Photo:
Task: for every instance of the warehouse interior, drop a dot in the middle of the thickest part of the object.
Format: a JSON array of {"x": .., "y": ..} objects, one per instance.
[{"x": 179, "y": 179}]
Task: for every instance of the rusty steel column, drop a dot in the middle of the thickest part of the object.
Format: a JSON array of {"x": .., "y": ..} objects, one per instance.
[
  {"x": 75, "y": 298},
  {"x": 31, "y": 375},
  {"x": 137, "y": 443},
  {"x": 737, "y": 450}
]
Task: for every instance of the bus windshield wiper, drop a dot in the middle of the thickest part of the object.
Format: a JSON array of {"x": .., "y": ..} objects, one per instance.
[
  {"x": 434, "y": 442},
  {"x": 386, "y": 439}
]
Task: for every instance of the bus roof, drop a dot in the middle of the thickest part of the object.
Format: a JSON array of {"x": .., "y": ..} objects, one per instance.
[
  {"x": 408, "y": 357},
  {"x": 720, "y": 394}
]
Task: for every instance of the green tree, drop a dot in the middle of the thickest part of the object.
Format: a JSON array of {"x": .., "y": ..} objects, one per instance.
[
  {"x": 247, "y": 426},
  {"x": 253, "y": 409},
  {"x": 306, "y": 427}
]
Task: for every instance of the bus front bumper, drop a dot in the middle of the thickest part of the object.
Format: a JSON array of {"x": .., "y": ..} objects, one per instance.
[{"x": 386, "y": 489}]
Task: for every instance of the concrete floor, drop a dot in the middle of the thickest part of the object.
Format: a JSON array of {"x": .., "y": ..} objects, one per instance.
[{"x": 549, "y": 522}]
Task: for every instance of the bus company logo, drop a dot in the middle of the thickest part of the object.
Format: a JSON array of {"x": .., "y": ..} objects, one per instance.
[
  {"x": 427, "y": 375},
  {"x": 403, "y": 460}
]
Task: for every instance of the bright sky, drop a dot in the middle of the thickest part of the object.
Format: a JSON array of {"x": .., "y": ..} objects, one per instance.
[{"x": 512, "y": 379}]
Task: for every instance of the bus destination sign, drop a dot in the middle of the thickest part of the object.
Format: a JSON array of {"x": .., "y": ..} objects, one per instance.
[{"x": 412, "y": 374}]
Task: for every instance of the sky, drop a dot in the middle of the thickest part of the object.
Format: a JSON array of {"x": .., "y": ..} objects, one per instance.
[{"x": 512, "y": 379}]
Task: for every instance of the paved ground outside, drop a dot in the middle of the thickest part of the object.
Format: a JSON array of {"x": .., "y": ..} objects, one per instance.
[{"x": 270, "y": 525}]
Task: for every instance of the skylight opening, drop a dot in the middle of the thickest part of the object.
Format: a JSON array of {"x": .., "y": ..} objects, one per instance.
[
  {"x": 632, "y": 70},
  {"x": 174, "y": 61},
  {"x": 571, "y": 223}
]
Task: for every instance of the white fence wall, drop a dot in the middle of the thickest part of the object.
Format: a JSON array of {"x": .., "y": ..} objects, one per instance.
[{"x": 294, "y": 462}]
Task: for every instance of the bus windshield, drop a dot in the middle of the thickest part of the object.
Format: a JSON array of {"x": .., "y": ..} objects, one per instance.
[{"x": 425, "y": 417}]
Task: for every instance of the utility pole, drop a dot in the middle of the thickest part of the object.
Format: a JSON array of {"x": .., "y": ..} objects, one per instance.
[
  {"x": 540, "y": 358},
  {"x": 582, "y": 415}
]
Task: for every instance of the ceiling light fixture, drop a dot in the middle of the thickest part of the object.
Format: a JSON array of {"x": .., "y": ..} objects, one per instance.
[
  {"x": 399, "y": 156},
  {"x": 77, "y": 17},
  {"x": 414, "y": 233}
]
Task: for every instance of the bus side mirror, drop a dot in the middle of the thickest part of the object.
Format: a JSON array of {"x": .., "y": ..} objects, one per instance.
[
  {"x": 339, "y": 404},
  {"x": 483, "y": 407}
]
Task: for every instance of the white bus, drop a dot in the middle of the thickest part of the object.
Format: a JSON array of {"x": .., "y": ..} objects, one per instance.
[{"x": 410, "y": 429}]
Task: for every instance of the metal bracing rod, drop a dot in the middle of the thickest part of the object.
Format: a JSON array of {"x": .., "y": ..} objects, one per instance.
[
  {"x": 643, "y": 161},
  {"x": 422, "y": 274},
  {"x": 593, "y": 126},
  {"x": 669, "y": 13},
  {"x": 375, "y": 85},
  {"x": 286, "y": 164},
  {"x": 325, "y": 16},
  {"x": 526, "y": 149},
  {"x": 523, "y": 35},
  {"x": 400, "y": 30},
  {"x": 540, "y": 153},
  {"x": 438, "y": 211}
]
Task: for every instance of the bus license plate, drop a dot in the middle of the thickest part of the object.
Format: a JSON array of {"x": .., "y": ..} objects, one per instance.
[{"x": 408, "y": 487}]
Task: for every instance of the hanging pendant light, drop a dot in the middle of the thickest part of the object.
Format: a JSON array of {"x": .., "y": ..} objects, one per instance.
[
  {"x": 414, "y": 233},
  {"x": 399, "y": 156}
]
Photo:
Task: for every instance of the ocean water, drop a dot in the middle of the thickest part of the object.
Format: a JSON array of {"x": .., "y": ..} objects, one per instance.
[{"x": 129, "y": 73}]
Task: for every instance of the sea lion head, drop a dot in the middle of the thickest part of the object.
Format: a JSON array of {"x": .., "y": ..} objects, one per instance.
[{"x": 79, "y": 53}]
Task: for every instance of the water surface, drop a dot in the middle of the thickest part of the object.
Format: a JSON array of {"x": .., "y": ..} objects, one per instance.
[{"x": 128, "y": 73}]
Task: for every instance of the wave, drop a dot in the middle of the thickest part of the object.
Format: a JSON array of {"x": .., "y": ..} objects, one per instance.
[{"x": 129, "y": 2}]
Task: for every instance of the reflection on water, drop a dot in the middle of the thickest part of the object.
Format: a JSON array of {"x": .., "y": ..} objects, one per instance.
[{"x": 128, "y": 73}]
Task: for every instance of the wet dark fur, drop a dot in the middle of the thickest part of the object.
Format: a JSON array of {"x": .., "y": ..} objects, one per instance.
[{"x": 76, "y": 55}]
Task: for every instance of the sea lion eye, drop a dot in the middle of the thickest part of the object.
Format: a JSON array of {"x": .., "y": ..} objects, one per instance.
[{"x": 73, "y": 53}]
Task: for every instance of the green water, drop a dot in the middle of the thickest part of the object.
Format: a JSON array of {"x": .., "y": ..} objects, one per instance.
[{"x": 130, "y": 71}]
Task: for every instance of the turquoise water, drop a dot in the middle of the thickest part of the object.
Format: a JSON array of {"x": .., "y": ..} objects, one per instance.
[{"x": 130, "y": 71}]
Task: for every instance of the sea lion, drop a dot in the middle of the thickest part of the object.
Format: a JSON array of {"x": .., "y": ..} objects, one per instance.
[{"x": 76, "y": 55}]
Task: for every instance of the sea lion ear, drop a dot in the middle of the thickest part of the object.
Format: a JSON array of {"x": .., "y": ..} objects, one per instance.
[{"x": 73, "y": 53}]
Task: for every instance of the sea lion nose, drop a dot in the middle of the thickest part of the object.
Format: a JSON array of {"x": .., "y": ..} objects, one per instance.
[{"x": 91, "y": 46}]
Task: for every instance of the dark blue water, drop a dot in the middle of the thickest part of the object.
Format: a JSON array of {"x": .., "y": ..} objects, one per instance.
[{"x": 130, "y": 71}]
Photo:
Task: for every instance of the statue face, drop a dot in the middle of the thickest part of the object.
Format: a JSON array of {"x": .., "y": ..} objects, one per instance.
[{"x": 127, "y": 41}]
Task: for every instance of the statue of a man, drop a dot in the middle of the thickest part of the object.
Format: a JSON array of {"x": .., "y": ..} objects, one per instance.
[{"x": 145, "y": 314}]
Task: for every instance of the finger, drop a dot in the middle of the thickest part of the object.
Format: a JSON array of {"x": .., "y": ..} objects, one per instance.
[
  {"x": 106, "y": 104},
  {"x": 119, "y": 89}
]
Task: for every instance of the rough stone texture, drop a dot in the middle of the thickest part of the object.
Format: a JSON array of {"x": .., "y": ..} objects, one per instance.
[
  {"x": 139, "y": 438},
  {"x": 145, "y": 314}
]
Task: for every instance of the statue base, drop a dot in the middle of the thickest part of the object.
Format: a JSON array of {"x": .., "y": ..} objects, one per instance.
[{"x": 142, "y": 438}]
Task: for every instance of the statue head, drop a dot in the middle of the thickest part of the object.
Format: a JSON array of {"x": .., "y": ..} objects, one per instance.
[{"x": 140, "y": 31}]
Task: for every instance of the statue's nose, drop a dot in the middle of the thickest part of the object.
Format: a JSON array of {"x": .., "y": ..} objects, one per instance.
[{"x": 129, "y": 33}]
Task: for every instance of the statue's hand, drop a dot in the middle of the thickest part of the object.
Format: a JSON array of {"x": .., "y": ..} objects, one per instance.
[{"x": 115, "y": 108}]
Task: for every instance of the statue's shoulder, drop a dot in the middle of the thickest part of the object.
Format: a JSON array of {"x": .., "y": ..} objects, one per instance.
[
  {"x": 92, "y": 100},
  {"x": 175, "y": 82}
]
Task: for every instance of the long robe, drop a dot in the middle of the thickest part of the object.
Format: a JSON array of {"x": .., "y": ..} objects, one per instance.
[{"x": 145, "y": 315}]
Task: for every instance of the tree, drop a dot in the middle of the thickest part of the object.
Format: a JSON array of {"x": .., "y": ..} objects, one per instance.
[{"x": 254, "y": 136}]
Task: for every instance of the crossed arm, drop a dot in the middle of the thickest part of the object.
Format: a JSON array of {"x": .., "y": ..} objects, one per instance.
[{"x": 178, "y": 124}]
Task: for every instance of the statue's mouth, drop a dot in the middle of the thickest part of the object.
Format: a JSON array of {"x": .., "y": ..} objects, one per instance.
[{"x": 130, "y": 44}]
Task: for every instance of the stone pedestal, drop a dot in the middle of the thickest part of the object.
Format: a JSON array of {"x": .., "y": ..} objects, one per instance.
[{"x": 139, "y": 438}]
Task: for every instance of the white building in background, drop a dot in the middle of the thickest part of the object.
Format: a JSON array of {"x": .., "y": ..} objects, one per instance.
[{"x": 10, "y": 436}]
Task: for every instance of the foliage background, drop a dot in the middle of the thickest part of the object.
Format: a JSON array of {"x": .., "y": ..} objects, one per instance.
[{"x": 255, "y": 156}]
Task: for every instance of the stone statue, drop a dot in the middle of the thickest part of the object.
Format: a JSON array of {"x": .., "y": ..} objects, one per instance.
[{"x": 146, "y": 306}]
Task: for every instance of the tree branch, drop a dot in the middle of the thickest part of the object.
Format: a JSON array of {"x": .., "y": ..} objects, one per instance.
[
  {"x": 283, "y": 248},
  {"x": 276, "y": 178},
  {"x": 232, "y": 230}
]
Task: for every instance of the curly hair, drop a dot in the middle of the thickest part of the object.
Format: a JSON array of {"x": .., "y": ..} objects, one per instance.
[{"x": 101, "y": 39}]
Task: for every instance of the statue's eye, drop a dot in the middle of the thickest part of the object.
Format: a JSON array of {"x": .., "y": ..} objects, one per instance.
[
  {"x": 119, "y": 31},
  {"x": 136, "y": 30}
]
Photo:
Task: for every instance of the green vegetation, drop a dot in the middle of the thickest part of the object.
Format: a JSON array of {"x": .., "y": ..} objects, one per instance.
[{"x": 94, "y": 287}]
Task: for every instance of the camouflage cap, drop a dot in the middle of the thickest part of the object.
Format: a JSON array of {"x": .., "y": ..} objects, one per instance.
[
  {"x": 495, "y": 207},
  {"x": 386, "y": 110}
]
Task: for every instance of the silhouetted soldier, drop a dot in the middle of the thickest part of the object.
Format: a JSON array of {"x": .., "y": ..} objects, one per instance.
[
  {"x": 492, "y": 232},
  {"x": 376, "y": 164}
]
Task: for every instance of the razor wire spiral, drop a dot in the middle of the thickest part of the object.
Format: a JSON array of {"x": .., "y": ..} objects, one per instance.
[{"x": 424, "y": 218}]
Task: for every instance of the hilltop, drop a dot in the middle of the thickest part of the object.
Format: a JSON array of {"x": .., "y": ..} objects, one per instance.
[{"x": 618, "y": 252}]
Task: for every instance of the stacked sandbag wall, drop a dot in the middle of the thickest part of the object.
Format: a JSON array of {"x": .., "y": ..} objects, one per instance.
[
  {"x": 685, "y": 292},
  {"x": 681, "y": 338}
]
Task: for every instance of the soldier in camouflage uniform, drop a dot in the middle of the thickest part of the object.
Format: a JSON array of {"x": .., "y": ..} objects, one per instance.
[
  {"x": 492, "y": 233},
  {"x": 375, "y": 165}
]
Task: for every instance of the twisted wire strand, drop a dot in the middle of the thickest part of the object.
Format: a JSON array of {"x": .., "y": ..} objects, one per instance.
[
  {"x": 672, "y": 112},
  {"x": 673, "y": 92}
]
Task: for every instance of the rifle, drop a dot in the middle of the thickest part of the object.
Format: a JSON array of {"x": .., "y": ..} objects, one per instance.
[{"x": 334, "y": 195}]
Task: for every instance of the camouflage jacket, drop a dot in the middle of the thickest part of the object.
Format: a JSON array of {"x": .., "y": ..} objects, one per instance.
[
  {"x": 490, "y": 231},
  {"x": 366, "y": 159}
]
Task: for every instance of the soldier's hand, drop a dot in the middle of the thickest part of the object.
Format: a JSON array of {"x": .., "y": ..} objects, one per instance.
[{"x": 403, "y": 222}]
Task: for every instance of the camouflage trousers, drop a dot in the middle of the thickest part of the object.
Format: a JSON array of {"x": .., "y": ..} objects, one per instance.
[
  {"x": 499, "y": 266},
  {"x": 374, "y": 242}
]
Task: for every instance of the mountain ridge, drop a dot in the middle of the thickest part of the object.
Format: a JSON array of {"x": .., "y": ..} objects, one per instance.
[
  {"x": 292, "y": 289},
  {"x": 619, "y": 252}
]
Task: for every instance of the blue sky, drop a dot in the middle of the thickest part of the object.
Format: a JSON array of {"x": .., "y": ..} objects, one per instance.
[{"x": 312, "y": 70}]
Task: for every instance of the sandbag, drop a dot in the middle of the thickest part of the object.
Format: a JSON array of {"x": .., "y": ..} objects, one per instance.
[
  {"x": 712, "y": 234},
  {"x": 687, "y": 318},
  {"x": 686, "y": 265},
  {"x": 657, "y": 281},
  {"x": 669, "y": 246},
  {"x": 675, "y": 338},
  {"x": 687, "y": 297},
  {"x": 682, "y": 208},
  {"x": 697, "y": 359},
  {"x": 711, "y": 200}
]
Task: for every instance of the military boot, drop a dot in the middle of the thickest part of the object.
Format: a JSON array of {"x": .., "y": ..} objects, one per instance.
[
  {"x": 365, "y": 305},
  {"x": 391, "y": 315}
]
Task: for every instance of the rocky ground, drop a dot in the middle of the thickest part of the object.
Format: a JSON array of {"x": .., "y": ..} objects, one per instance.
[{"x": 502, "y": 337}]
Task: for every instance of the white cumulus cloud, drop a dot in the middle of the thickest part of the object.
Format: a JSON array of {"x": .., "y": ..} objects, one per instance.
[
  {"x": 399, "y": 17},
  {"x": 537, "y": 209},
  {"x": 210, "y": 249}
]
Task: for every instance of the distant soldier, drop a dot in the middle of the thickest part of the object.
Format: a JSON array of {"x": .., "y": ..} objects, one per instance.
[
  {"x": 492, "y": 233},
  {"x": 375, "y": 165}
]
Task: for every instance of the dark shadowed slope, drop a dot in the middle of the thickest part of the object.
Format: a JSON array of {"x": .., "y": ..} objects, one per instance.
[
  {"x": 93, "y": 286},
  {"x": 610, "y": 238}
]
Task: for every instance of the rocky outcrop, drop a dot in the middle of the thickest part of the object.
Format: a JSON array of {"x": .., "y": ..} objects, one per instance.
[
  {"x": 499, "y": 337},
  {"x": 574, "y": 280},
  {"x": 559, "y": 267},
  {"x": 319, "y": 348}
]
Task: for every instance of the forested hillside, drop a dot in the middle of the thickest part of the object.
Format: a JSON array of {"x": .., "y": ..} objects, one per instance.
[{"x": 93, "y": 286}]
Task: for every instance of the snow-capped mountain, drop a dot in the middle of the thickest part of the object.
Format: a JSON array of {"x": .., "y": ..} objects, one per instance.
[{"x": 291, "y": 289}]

========================================================================

Tally up the lines above containing "stone"; the number is the full answer.

**RESULT OF THE EXERCISE**
3